▸ **Given exercise 1**
Reproduce the passage of the Shams Palace excerpt that begins at the words "N ot so long" and stops after "featured abandoned structures.", swapping "Chernobyl" for "Pripyat".

▸ **Excerpt**

N ot so long ago, an architect from California joined one of my Iran tours. We had previously met touring around Chernobyl and Ukraine, and soon discovered our shared architectural tastes. Of course, everything designed by Mike Brady made the list, as did anything featuring the clean lines of mid-century-modern, or the raw beauty of concrete Brutalism – and our conversation was always piqued when the subject featured abandoned structures.
For his Iran tour, the Californian architect extensively curated the local sites, and created an interactive-treasure-map of architectural highlights located all over the country. Whilst devouring his research, clicking on one pin after another, a grainy photo grabbed my attention. Located not far from Tehran, designed by the Frank Lloyd Wright Foundation, Shams Palace appeared like a dream, a surreal amalgamation of everything I wake up and live for – curvaceous, abandoned, concrete.
In the mid-1960’s William Wesley Peters – son-in-law of Frank Lloyd Wright, his protégé, first apprentice, and chief architect of the Frank Lloyd Wright Foundation – responded to a unique architectural calling. Shams Pahlavi, the older sister of the last Shah of Iran (self-anointed King-of-Kings Mohammad Reza Pahlavi), needed a palace to call her own. The end result is simply magnificent – not only one of Iran’s most outstanding homes, Shams Palace is also an important architectural example for the world at large.

Labeling and segmentation records:
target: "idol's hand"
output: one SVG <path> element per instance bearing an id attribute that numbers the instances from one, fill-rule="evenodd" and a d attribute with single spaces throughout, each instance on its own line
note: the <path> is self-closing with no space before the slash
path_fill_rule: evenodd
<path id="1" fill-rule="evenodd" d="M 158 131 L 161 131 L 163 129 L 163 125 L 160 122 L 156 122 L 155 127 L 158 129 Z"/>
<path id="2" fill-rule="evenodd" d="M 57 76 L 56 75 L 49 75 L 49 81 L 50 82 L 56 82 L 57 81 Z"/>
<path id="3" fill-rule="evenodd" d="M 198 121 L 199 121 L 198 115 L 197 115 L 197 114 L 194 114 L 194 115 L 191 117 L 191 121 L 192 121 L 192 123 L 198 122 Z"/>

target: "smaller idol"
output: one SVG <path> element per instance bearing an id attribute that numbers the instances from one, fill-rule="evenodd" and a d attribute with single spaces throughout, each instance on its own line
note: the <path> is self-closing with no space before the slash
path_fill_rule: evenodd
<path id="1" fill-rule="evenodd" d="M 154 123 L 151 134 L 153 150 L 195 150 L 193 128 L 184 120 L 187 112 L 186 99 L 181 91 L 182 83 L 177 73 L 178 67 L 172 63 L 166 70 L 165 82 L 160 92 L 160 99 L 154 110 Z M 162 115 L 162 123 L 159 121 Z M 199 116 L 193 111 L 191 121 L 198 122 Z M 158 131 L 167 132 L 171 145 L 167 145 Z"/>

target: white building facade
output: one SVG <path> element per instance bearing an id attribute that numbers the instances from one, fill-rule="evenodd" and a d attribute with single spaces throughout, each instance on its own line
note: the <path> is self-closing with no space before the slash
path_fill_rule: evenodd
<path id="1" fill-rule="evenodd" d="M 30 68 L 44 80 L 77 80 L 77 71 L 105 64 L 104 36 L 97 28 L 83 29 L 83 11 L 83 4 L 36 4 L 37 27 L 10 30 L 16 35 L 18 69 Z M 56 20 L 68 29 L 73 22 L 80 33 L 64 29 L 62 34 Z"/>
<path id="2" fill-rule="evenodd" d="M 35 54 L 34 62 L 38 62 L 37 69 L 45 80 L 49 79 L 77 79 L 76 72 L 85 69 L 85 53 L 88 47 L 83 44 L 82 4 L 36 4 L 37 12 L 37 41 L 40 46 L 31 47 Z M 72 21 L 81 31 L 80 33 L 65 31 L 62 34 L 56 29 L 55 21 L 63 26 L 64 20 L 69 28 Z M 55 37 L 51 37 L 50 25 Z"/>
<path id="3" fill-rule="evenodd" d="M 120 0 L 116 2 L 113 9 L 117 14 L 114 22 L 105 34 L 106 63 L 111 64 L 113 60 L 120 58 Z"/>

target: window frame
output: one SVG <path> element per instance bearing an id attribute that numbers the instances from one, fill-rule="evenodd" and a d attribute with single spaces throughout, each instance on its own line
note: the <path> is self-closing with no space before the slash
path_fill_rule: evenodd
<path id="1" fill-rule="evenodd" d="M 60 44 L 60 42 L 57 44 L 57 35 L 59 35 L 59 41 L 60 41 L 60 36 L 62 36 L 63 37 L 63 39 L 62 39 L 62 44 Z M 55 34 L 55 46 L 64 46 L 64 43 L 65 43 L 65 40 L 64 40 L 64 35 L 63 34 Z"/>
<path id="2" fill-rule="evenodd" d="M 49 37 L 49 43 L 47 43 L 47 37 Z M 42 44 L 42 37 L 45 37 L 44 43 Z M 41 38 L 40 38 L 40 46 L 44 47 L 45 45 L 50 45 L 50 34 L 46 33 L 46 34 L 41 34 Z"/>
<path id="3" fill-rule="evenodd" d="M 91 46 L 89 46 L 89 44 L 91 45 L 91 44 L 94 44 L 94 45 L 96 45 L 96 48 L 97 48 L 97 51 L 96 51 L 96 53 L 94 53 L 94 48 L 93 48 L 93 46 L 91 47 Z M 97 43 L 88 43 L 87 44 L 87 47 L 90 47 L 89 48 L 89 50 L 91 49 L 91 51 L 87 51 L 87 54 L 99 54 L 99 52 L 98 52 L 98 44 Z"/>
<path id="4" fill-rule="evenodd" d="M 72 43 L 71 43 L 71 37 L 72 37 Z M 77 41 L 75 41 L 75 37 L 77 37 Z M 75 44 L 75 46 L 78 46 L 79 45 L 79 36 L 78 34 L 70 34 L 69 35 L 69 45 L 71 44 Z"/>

▸ **Given exercise 2**
Quote the labeling and segmentation records word for word, starting at the first line of the rows and stopping after the line that contains "198 121 L 199".

▸ **Worked solution 1**
N ot so long ago, an architect from California joined one of my Iran tours. We had previously met touring around Pripyat and Ukraine, and soon discovered our shared architectural tastes. Of course, everything designed by Mike Brady made the list, as did anything featuring the clean lines of mid-century-modern, or the raw beauty of concrete Brutalism – and our conversation was always piqued when the subject featured abandoned structures.

▸ **Worked solution 2**
target: "idol's hand"
output: one SVG <path> element per instance bearing an id attribute that numbers the instances from one, fill-rule="evenodd" and a d attribute with single spaces throughout, each instance on its own line
note: the <path> is self-closing with no space before the slash
path_fill_rule: evenodd
<path id="1" fill-rule="evenodd" d="M 158 131 L 161 131 L 163 129 L 163 125 L 160 122 L 156 122 L 155 127 L 158 129 Z"/>
<path id="2" fill-rule="evenodd" d="M 57 76 L 56 75 L 49 75 L 49 81 L 50 82 L 56 82 L 57 81 Z"/>
<path id="3" fill-rule="evenodd" d="M 198 121 L 199 121 L 198 115 L 197 115 L 197 114 L 194 114 L 194 115 L 191 117 L 191 121 L 192 121 L 192 123 L 198 122 Z"/>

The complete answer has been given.